Qué hacer
Transcribe sin ningún cambio todas las líneas que siguen.
-------- Datos de trabajo
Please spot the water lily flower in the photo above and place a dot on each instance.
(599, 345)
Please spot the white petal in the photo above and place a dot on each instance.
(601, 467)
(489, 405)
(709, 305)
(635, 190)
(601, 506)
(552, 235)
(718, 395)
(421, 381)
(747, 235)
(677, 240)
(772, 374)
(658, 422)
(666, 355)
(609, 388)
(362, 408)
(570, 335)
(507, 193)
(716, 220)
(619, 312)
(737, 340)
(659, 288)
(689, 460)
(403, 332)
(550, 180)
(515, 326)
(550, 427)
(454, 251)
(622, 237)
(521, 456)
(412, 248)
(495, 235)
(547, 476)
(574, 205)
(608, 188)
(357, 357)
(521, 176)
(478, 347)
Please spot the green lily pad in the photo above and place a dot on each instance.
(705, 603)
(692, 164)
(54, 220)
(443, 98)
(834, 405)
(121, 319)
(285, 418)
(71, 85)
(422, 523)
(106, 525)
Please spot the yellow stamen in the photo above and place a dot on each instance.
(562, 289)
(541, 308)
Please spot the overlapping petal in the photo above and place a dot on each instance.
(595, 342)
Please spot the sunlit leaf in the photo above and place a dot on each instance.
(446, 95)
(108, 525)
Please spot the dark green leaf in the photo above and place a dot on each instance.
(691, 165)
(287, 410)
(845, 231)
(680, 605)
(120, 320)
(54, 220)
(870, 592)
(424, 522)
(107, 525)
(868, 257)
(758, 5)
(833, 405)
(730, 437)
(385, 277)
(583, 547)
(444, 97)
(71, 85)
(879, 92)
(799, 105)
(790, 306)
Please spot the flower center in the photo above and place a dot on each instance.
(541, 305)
----------------
Respuesta completa
Please spot the water lily flower in the photo above and place a dot on each instance.
(599, 345)
Please spot the white petal in the photo above and place a dot on each instance.
(601, 467)
(489, 405)
(709, 305)
(635, 190)
(601, 506)
(552, 235)
(718, 395)
(421, 381)
(747, 235)
(677, 240)
(772, 374)
(658, 422)
(666, 355)
(609, 388)
(362, 408)
(570, 335)
(507, 193)
(716, 220)
(619, 312)
(737, 340)
(659, 288)
(689, 460)
(403, 332)
(550, 180)
(515, 326)
(550, 427)
(454, 251)
(622, 237)
(521, 456)
(412, 248)
(495, 235)
(547, 476)
(574, 205)
(608, 188)
(357, 357)
(521, 176)
(478, 347)
Please spot the green lily pad in the photo above and place a dot on each instance.
(705, 603)
(692, 164)
(54, 220)
(443, 98)
(834, 405)
(121, 319)
(285, 418)
(71, 85)
(422, 523)
(106, 525)
Please spot the yellow stamen in the photo above and place a dot on each instance.
(562, 289)
(541, 308)
Please spot the overlapping petal in the photo above and place a dot on each instance.
(595, 342)
Please spot the sunlit leaf in the photo above and place a dot on each instance.
(446, 95)
(108, 525)
Please spot the dark green leaf in the photo above and place a dot on each instance.
(691, 165)
(287, 410)
(845, 231)
(680, 605)
(120, 320)
(54, 220)
(870, 592)
(424, 522)
(107, 525)
(868, 257)
(758, 5)
(833, 405)
(730, 437)
(385, 277)
(583, 547)
(444, 97)
(71, 85)
(879, 92)
(799, 105)
(790, 306)
Please spot the flower center in the photo above and place a dot on each instance.
(541, 305)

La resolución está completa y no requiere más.